━━━━━ Supplied material

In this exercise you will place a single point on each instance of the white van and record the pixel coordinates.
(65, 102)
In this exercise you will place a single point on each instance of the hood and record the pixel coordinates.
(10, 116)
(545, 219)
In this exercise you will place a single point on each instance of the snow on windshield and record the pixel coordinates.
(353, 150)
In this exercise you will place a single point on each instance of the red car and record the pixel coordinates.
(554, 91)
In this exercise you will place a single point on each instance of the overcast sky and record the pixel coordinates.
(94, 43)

━━━━━━━━━━

Exercise instructions — Arrange the records above as a two-column CSV with the headers "text" and "answer," one row per record. Put each record's text and its answer in a single quoted field each, replacing any line breaks with spaces.

Answer for the task —
text,answer
"In this exercise you will place a single point on each instance of the white van and record the pixel coordinates.","(65, 102)"
"In this exercise you will place a single point on each instance of the hood and record the pixel coordinates.","(10, 116) (545, 219)"
"In this exercise you will place a single point on each instance of the snow on windshield and record the pixel coordinates.","(353, 150)"
"In this exercise you will place a single point on each instance of the red car and record the pixel coordinates.","(554, 91)"
"In this exercise you will place a single point on each instance of the overcast sky and record the pixel coordinates.","(94, 43)"